[Textauszug]
Die Zerreissprobe bestand das Regime während des grossen Aufstandes der Muslimbruderschaft in Hama von 1982, bei dem die Verteidigungsbrigaden, eine Elitetruppe des Militärs, die abtrünnige Stadt wie in einem Eroberungskrieg wieder einnahmen und über zehntausend Bewohner ermordeten. Asads Bruder Rifaat, der Kommandant dieser Brigaden, bekam die Verantwortung für das Blutvergiessen im Dienste der anderen aufgebürdet. Dafür verlangte er 1983, anlässlich einer gefährlichen Herzkrankheit des Präsidenten, seinen Lohn mittels eines schleichenden Putsches. Doch Asad genas, und bald darauf schickte er seinen Bruder ins Exil; noch im Oktober 1999 verhinderte er in Latakia blutig ein versuchtes Comeback.

Hafez al-Asad bestimmte mit seiner Mischung aus Sturheit und Besonnenheit völlig Syriens Verhältnis zu Israel. Dabei setzte er auch unpopuläre Entscheide durch. Während des schwarzen Septembers 1970 und der blutigen Unterdrückung der Palästinenser in Jordanien zog er ein syrisches Panzerdetachement für den Entsatz der PLO zurück, weil er eine angedrohte Intervention der Israeli unbedingt umgehen wollte. Im Oktober 1973 plante er zusammen mit Ägypten den Zangenangriff auf Israel, der zunächst im Golan und im Sinai grosse arabische Geländegewinne brachte. Asad fühlte sich freilich von Präsident Sadat verraten, der mit Blick auf diplomatische Vorteile plötzlich nicht mehr vorrückte, was die Wende, einen israelischen Vorstoss weit über den Suezkanal und einen neuen vernichtenden Golanfeldzug zur Folge hatte. Entsprechend blieb Asad abseits, als Sadat 1977 den Friedensprozess mit Israel eingeleitet hatte, und er rief die arabische Widerstandsfront mit ins Leben. Seither verschlechterte sich seine Position im Nahostkonflikt zusehends: Ohne Ägypten war jeder Krieg aussichtslos; 1990 zerfiel Syriens strategischer Verbündeter, die Sowjetunion, während Israel und Amerika obenaus schwangen; im gleichen Jahr trieb Saddam Hussein durch den Kuwait-Feldzug den Irak, Syriens «strategische Tiefe», ins weltpolitische Abseits. Und 1993 und 1994 scherten auch noch die PLO und Jordanien auf separate Geleise der Friedensverhandlungen aus.

[Aufgabe] Ändere im Auszug über Hafez al-Asad den Abschnitt zwischen „Die Zerreissprobe bestand“ und „ein versuchtes Comeback.“, beide eingeschlossen, und schreib ihn neu auf. Setz dabei „Latakija“ an die Stelle von „Latakia“.

[Gegebene Einträge]
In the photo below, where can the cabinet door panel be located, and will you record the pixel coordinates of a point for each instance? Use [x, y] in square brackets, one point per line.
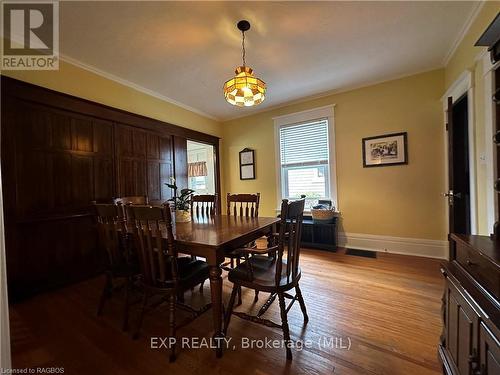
[166, 171]
[103, 137]
[139, 143]
[82, 181]
[82, 134]
[103, 179]
[166, 148]
[61, 180]
[154, 181]
[153, 150]
[489, 347]
[461, 322]
[124, 143]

[Lösung]
Die Zerreissprobe bestand das Regime während des grossen Aufstandes der Muslimbruderschaft in Hama von 1982, bei dem die Verteidigungsbrigaden, eine Elitetruppe des Militärs, die abtrünnige Stadt wie in einem Eroberungskrieg wieder einnahmen und über zehntausend Bewohner ermordeten. Asads Bruder Rifaat, der Kommandant dieser Brigaden, bekam die Verantwortung für das Blutvergiessen im Dienste der anderen aufgebürdet. Dafür verlangte er 1983, anlässlich einer gefährlichen Herzkrankheit des Präsidenten, seinen Lohn mittels eines schleichenden Putsches. Doch Asad genas, und bald darauf schickte er seinen Bruder ins Exil; noch im Oktober 1999 verhinderte er in Latakija blutig ein versuchtes Comeback.